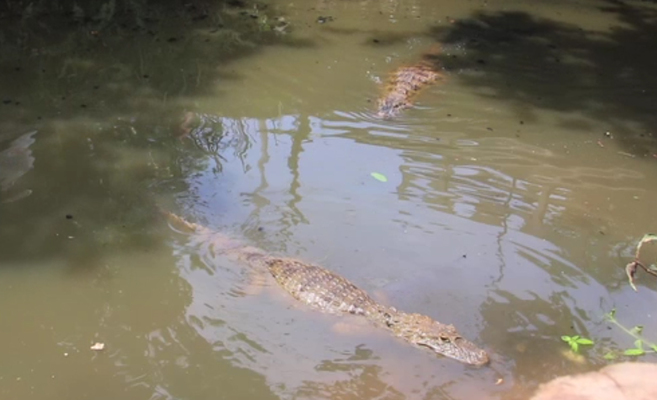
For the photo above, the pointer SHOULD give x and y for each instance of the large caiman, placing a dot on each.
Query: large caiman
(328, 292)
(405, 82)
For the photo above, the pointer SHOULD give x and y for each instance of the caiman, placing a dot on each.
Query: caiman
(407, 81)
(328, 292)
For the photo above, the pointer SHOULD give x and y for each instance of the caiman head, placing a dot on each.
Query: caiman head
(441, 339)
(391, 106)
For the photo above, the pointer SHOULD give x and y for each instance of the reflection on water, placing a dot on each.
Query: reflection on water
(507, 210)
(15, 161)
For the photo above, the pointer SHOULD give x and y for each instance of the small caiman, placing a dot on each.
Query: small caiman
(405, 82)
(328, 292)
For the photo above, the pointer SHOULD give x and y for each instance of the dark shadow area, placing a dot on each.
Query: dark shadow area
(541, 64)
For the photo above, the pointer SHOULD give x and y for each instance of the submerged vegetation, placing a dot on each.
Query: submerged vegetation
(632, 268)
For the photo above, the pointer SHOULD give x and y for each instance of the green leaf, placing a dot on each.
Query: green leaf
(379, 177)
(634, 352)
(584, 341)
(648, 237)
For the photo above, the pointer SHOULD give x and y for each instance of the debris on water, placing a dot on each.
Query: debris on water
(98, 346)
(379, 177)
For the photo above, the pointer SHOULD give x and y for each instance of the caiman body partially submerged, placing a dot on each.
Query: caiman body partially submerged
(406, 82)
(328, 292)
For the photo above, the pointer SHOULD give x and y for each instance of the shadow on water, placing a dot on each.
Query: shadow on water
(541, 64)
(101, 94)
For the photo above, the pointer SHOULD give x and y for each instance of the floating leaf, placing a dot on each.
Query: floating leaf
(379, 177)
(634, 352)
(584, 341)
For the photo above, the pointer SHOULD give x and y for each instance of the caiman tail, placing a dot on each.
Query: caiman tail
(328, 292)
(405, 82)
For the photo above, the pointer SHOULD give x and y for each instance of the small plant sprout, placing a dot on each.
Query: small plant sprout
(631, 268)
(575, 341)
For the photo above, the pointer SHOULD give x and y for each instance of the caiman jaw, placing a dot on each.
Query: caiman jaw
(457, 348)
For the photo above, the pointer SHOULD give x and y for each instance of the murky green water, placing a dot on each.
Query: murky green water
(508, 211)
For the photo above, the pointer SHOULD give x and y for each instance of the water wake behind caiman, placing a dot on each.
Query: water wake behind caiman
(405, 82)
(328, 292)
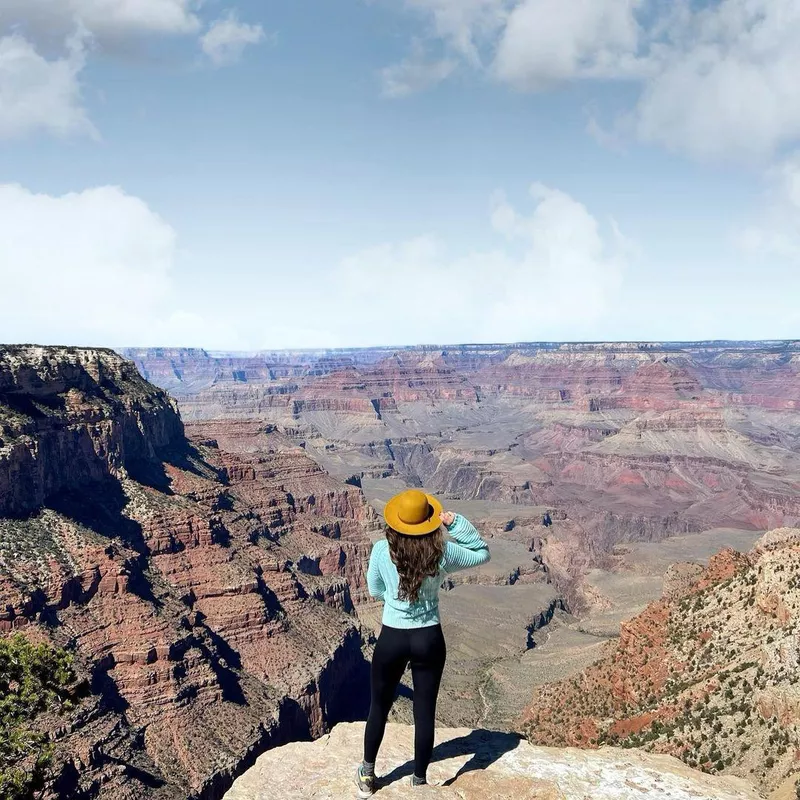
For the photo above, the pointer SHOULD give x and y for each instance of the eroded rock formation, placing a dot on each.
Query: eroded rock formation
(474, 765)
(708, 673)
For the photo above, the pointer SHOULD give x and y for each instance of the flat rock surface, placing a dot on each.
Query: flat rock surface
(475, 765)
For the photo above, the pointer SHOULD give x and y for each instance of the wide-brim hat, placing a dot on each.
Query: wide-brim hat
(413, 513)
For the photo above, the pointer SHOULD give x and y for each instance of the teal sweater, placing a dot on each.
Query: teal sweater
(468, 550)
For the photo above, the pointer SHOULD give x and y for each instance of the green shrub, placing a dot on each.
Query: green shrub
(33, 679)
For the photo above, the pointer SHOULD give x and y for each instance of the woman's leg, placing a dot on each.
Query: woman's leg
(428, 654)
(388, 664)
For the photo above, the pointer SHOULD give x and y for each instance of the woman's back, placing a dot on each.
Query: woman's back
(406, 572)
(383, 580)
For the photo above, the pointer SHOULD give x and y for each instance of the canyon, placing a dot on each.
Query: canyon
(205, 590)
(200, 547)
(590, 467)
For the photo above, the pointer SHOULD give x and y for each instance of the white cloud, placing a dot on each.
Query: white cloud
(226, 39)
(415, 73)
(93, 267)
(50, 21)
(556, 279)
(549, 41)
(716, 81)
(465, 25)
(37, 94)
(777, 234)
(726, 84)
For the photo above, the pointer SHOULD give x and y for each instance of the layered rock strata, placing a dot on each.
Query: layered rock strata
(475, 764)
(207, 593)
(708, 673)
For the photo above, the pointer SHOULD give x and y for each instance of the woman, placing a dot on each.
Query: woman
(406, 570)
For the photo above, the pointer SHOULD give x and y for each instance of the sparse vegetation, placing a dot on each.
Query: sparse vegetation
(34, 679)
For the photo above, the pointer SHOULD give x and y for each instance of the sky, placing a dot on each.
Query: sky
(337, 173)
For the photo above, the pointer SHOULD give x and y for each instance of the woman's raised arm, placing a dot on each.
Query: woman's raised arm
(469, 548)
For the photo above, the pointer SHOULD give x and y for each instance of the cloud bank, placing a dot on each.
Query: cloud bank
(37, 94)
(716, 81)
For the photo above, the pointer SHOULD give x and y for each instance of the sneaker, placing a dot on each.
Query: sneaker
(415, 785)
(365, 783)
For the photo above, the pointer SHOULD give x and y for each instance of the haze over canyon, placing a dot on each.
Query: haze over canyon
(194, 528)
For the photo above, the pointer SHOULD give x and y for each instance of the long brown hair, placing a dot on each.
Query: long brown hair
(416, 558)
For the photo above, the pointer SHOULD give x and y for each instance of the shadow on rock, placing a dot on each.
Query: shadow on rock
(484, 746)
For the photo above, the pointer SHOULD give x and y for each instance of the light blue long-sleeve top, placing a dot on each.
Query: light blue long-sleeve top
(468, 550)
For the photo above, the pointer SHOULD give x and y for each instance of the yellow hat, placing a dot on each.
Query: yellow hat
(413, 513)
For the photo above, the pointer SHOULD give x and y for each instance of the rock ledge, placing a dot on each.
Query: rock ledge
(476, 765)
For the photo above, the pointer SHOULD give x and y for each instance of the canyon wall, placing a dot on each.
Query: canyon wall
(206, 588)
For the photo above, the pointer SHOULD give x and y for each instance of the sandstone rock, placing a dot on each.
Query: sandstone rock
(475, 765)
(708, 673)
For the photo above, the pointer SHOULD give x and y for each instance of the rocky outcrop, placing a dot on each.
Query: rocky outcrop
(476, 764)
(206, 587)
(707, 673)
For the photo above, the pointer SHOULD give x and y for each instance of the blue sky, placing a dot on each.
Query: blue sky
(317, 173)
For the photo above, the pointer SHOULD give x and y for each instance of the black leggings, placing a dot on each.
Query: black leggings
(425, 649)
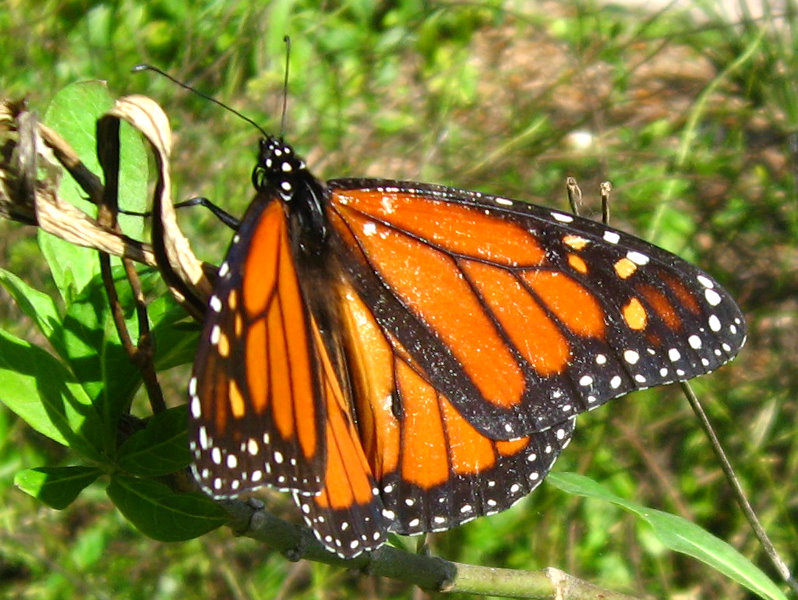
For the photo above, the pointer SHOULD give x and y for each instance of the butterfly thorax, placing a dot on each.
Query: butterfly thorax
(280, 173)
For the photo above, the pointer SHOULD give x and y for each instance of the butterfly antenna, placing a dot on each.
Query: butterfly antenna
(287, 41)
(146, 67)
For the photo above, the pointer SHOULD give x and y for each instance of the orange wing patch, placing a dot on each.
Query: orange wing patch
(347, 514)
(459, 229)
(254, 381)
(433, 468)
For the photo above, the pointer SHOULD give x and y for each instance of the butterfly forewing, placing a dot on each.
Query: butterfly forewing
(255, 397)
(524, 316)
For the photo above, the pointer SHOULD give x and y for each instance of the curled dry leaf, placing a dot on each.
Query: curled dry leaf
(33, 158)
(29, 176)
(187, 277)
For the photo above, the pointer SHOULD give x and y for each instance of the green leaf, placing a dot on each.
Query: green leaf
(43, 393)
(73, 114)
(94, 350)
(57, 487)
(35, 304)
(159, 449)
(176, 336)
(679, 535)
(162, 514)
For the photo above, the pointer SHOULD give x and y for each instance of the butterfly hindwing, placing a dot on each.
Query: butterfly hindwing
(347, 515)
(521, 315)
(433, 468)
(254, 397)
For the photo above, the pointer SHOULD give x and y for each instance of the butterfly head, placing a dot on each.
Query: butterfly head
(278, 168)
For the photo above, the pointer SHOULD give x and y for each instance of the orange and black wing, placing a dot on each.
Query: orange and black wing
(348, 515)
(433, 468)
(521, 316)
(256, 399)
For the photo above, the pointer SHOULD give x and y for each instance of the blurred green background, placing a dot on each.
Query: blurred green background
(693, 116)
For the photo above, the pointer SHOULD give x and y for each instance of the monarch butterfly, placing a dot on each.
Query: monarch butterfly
* * *
- [What the exercise asks]: Give the lines from the line containing "hindwing, placing a dot on each." through the end of the items above as a JSON list of strings, one string per line, leaving out blank lines.

- [Exercise response]:
[
  "For the photo above, the pointer SHOULD give x and y for each instance of the butterfly hindwing, placing a dot on each.",
  "Query: butterfly hindwing",
  "(347, 515)",
  "(521, 315)",
  "(433, 468)",
  "(254, 397)",
  "For the photo above, the pointer SHOULD give x and y for each instance of the butterfly head, placing a dot on each.",
  "Query: butterfly head",
  "(278, 168)",
  "For the photo above, the pointer SHOULD give x and y for each instance of the orange and black wing, placing a dot on each.",
  "Query: orange and black wing",
  "(348, 515)",
  "(433, 468)",
  "(521, 316)",
  "(256, 399)",
  "For the photo above, the pointer SHOULD give x and y for each instance of the blurred green background, placing a dot on each.",
  "Query: blurred green background",
  "(693, 116)",
  "For the photo above, the pointer SHOULD give x and y for each instance of the monarch butterfly, placing a dot on each.",
  "Query: monarch butterfly"
]